**TASK STATEMENT:**
Below are the records; restate all of them exactly.

(Records from a dataset)
+===+
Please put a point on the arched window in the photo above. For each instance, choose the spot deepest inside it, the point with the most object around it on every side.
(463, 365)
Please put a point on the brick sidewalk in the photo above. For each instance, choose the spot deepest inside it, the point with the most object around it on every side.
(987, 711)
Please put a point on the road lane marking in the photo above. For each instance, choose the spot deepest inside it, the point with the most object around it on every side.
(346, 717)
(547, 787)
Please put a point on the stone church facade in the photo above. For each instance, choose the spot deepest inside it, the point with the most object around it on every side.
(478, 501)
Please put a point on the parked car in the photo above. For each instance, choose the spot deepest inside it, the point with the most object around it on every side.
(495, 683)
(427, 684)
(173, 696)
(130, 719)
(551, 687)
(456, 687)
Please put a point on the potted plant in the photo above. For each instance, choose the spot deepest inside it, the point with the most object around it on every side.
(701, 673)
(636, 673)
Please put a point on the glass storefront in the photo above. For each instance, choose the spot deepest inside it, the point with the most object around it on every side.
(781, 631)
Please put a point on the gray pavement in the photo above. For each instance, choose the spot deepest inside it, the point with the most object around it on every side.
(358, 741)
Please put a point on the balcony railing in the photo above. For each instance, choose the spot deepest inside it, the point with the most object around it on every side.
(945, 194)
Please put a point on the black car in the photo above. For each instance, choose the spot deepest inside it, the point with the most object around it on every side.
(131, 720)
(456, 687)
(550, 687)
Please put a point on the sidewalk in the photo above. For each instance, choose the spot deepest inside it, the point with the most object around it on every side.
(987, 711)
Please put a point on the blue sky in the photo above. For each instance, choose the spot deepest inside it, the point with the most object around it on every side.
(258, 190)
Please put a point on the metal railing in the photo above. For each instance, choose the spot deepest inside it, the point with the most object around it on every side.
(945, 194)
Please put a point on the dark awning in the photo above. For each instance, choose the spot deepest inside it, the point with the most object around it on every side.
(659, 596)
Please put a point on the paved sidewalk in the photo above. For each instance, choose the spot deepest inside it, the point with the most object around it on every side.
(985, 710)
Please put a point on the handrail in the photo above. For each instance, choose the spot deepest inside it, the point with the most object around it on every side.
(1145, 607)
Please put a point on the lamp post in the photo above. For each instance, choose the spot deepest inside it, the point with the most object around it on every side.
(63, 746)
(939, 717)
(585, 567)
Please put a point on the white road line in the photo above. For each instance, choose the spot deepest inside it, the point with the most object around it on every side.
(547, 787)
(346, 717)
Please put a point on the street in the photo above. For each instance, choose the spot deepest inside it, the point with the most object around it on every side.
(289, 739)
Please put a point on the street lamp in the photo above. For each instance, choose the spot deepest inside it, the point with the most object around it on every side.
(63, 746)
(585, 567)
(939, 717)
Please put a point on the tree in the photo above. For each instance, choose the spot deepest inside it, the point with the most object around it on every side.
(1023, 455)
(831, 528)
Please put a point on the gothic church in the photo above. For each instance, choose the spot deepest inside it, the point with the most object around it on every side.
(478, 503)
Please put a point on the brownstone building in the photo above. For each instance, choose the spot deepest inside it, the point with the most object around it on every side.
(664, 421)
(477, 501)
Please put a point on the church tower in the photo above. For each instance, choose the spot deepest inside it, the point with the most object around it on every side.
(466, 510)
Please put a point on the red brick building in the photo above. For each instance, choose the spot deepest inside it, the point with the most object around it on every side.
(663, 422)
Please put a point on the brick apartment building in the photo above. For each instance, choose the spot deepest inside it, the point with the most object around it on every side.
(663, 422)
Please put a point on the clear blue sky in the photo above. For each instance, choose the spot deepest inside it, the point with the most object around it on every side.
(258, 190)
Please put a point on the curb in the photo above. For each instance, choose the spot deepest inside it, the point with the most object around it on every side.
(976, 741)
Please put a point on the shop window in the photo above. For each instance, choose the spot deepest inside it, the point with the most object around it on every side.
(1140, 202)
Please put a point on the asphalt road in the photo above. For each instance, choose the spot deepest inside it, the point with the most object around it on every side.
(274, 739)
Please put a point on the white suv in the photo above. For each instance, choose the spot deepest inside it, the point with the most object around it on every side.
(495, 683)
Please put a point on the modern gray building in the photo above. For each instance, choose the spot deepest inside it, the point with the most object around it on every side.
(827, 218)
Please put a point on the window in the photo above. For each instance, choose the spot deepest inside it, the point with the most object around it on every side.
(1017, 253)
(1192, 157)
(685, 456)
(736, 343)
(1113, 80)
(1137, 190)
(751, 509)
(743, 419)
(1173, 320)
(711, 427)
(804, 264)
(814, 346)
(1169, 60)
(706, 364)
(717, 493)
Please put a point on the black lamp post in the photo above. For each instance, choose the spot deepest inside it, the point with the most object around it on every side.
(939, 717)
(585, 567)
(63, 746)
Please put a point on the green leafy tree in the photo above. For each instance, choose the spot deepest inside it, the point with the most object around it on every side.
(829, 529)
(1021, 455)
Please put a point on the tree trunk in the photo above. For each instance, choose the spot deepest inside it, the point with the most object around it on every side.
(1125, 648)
+===+
**FINISHED TASK:**
Please put a point on the arched window in the photo above. For each instance, choose the spot deepest inside it, the point with the most object around it on every side.
(463, 365)
Please put a point on the brick sidewalk in the photo above. For each instance, choose the spot deepest inside it, the point with the most object around it on every side.
(987, 711)
Please put a point on the road lane marking in the photo above. For each instance, choose the spot deepest inside it, the point with the most object around it on every side.
(346, 717)
(547, 787)
Please put a point on the stone church facade in the photo above. For each instance, choose the spot deepest inside it, the point with the most object around it on every side.
(478, 501)
Please put a point on the parked car in the photo above. For each instance, choose the spot deepest inside it, the point with the most object around it on every side.
(495, 683)
(427, 684)
(173, 696)
(130, 719)
(551, 687)
(456, 687)
Please put a point on the potted plant in the photo above. For each instance, choose the spot deepest inside it, the point with the most object around it on every side.
(701, 673)
(636, 673)
Please put a point on the glass storefront in the photo above. For each instance, choose the spot deepest inside it, the point with the most object around it on every side.
(781, 631)
Please put a point on the gray pavement in the photo above. For each instance, choose the spot deepest inside it, the point with the most object around it on every side.
(358, 741)
Please put a point on the balcony railing in the photo above. For each instance, choose the spot deepest inside it, the point with the most object around it on every side.
(945, 194)
Please put a point on the black car in the photo above. For each instance, choose the spot deepest inside it, the point with the most object around it on every side.
(131, 720)
(456, 687)
(550, 687)
Please put a point on the sidewalk in the photo above. For each instance, choose the spot deepest inside it, the point with the most object around it on every side.
(987, 711)
Please put a point on the blue sky in the photo above. For each instance, choose the spot deepest inside it, the point with the most object around it on every side.
(258, 190)
Please put a point on the metal railing in the photo above. For each instance, choose the spot deepest inside it, the point with the most object around it on every side.
(945, 194)
Please put a point on the dark awning in the photo above. For each instance, choose the spot deepest inside it, the point with the most object around it on every side.
(659, 596)
Please put a point on the paved sidewalk in the photo above. For each instance, choose the spot deepest inside it, the point with the most object around it on every side.
(985, 710)
Please put a point on the handrail in the photo above. For each instance, choose the spot deepest inside it, the point with the most object around it on every side.
(1145, 607)
Please put a point on the lamp post in the photo above. For each instance, choose the spot deepest inside it, the point with the most object around it on every side.
(63, 746)
(939, 717)
(585, 567)
Please put a point on the white road line in the photo above. For each instance, choose the spot deepest inside it, the point with the most object around it on every side.
(547, 787)
(346, 717)
Please put a point on the street in the photo above. For each instance, choose the spot deepest inside it, the point with the most object around it on every side.
(289, 739)
Please put a point on the street lamp in the photo above. For each instance, choose the spot deepest inside it, the point with the most object around it on every side.
(63, 746)
(585, 567)
(939, 717)
Please put a point on the tree in the photo above. For each instance, choose the spot deepest inside it, the point with the most object around it on every side.
(1023, 455)
(831, 528)
Please put a point on the gothic church in the photo above. For each instance, choose the spot deepest inside it, the point with the most object around it on every side.
(478, 503)
Please put a point on the brownstone building in the photo above. For each instance, choose the spot deepest inside it, the point with the most object around it on every side.
(664, 421)
(477, 501)
Please put a point on the church tower in the photo above. For each instance, choose the spot deepest inside it, the point with the most object around it on every side.
(466, 510)
Please put a point on the red brick building in the photo above. For each instance, choose the spot deepest inside it, the point with the most object around it on every side.
(663, 422)
Please put a point on the brick apartment building in the photo above. For each instance, choose the spot deepest inside it, the point with the most object around it on every side.
(663, 422)
Please put a point on the clear blue sky in the photo above. For each instance, choose the spot deepest inside it, the point with the most object around it on every side.
(258, 190)
Please put a point on the curb in the photo above. For each instance, choose the spot deepest inside it, the point with the most object around it on every side.
(976, 741)
Please put a point on the shop window in the photo above. For each instance, choose the spot deepest inside it, the point with the most object around it on every side.
(1140, 202)
Please put a point on the asphalt road in the photo above. For each instance, choose the spot deepest inside it, the point with the most object around it on every side.
(274, 739)
Please put a point on the white suv in the photo above. For each instance, choose the spot deepest inside it, the point with the most object around it on every side.
(495, 683)
Please put a point on the modern gray building in the photo above. For each instance, choose the spot deepest inside it, the point with the most object around it on every side.
(827, 218)
Please put a point on the window in the photo above. For each instance, choose the spot deepest inside it, the point with the most object around it on every side.
(1017, 253)
(1192, 157)
(685, 456)
(736, 343)
(1113, 80)
(1137, 190)
(751, 509)
(743, 419)
(1173, 320)
(711, 427)
(804, 264)
(814, 346)
(1169, 60)
(706, 364)
(717, 493)
Please put a point on the black lamp post in the photo above. For each instance, choose the spot deepest inside it, the point with the most object around it on every side.
(939, 717)
(585, 567)
(63, 746)
Please put a point on the green leafy tree in the photo above. For each instance, choose the spot deepest inside it, the point with the most object around it on every side.
(829, 529)
(1021, 455)
Please put a point on the tree trunk in the photo above. For each instance, choose the spot deepest inside it, the point with the most object around it on every side.
(1125, 648)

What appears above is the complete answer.